▶ [AIM OF THE TASK]:
Can you pick up the passage about James Benson Dudley Senior High School after its last sentence and carry it forward?

▶ [EXCERPTED PASSAGE]:
▬▬▬▬▬▬▬▬▬▬
James Benson Dudley Senior High School and Gymnasium was listed on the National Register of Historic Places in 2003.

The school was central to the 1969 Greensboro uprising when school officials refused to recognize the validity of a write-in candidate for student council, allegedly due to his activism in the Black Power movement. In 1971 through desegregation, Dudley's student population integrated.

Today, the make-up of the school consists of a diverse student enrollment with a predominantly African-American population. Dudley has a traditional education program as well as the Dudley Science, Math, and Technology Academy magnet program. The Science, Math, and Technology Academy provides high-caliber students a strong college preparatory background, which emphasizes mathematics and science along with sufficient writing, research, and technological skills. During their senior year, Dudley Academy Students attend classes on college campuses.
▬▬▬▬▬▬▬▬▬▬
▶ [INFORMATION SUPPLIED]:
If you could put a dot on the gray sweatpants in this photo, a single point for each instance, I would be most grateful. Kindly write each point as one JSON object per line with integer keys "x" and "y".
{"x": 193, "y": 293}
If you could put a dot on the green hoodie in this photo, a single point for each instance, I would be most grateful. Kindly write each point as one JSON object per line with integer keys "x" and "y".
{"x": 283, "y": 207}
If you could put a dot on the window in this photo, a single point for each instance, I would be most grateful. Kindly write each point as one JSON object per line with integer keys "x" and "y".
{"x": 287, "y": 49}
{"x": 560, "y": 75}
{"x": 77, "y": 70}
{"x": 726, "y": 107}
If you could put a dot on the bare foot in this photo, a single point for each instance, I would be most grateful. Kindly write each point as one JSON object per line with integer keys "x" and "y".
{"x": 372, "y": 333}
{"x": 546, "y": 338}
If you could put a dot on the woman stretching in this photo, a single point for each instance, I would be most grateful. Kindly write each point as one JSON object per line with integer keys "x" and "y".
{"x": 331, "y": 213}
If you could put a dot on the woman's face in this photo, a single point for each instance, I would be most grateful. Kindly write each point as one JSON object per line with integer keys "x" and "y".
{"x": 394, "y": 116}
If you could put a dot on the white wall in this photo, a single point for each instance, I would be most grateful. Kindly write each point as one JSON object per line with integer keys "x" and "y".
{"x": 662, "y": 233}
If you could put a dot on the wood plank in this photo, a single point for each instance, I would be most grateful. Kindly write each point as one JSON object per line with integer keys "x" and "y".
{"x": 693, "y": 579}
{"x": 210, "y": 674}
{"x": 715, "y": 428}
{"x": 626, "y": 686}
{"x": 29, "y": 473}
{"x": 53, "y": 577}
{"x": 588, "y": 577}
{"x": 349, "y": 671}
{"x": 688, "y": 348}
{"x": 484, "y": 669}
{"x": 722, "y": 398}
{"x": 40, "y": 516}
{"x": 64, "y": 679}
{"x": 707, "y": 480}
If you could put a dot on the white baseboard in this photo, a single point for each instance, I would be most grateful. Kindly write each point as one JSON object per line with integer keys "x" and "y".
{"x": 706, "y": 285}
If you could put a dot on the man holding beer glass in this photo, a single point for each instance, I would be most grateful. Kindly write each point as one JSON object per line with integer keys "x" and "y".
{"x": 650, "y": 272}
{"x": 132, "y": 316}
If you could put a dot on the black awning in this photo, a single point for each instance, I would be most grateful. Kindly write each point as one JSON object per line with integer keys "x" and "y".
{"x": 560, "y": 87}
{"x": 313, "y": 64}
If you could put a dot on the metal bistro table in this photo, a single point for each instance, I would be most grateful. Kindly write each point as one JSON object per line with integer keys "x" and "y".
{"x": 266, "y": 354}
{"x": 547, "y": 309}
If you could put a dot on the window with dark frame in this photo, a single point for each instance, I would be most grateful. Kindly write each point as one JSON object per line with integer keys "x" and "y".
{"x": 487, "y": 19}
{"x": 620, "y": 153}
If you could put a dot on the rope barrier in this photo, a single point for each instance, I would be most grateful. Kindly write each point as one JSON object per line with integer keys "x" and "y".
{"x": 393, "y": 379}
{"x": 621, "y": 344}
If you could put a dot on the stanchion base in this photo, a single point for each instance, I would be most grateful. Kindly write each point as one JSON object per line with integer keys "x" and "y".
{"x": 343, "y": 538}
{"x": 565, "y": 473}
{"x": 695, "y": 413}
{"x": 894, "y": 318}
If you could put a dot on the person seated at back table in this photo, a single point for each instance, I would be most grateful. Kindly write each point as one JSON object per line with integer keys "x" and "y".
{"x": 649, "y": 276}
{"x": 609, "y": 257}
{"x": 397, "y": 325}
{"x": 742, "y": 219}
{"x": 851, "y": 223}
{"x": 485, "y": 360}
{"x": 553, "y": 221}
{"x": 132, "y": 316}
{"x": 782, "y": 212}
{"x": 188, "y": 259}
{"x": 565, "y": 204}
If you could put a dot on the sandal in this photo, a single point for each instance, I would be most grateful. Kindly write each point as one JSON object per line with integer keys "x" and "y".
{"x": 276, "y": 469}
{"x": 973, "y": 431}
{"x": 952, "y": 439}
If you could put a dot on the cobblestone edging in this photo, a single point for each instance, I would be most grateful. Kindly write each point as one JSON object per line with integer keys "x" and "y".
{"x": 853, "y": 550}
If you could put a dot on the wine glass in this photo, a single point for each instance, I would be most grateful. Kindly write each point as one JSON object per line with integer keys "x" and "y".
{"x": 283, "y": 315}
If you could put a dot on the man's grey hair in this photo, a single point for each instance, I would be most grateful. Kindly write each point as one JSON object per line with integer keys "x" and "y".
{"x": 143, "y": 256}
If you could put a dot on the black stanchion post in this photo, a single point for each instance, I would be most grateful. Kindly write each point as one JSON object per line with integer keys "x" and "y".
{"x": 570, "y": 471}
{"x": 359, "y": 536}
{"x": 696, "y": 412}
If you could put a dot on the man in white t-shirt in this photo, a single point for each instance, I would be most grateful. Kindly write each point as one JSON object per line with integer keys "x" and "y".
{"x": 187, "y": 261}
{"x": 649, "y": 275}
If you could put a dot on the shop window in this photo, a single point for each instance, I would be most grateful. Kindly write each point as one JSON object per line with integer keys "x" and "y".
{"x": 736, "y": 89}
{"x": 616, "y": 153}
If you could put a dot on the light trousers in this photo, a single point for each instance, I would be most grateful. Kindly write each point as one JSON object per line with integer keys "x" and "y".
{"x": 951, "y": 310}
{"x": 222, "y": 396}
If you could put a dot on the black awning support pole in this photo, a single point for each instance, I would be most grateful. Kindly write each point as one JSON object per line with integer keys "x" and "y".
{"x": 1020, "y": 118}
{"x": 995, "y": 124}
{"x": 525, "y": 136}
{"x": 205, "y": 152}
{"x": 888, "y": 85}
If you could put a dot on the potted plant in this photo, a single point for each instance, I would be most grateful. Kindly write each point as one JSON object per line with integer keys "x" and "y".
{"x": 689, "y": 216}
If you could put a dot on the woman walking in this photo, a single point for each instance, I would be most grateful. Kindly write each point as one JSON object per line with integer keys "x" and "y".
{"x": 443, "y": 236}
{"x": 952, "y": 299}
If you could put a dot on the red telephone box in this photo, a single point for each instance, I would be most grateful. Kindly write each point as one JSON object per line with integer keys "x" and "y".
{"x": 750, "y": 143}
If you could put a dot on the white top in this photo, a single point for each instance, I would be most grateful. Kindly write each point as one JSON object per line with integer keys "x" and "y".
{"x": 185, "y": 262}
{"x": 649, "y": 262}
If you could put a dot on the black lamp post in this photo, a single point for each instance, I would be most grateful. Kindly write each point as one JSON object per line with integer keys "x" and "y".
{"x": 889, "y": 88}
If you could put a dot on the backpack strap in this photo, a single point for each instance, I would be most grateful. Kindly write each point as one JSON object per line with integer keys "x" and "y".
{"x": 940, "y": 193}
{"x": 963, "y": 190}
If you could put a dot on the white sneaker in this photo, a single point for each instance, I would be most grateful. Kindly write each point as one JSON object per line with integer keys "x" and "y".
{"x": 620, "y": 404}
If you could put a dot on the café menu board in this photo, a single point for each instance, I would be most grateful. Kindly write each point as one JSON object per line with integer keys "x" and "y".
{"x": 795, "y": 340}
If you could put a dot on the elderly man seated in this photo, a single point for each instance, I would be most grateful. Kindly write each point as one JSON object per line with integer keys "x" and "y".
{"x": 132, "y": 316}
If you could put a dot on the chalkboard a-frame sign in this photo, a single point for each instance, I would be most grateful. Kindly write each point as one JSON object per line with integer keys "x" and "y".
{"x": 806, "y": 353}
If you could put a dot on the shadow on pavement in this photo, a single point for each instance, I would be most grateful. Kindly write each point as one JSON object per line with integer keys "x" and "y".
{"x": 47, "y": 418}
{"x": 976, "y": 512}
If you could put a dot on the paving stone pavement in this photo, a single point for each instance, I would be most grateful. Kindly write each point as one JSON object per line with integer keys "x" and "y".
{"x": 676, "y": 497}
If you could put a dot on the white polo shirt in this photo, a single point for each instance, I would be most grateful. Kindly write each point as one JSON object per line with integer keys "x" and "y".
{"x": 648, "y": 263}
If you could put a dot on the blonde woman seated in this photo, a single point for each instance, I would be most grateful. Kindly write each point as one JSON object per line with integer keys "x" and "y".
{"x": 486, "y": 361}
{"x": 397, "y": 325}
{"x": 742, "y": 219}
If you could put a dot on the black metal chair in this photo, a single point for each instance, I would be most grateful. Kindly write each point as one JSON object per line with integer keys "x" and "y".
▬▬▬▬▬▬▬▬▬▬
▶ [RESULT FOR THIS TASK]:
Dudley won two back-to-back football rings. The school colors are blue and gold. Dudley High School has an Advance Vehicle Technology (AVT) Team that competes in an international competition called the Shell Eco Marathon.

==Notable people==
===Alumni===
- Elreta Melton Alexander-Ralston (class of 1934), first African-American judge in North Carolina, first black woman to graduate from Columbia Law School
- Tom Alston, first African-American Major League Baseball player for the St. Louis Cardinals
- David Amerson (class of 2010), football player for Oakland Raiders
- Clarence Avant, music executive, known as "Godfather of Black Music", left Dudley in junior year (1947)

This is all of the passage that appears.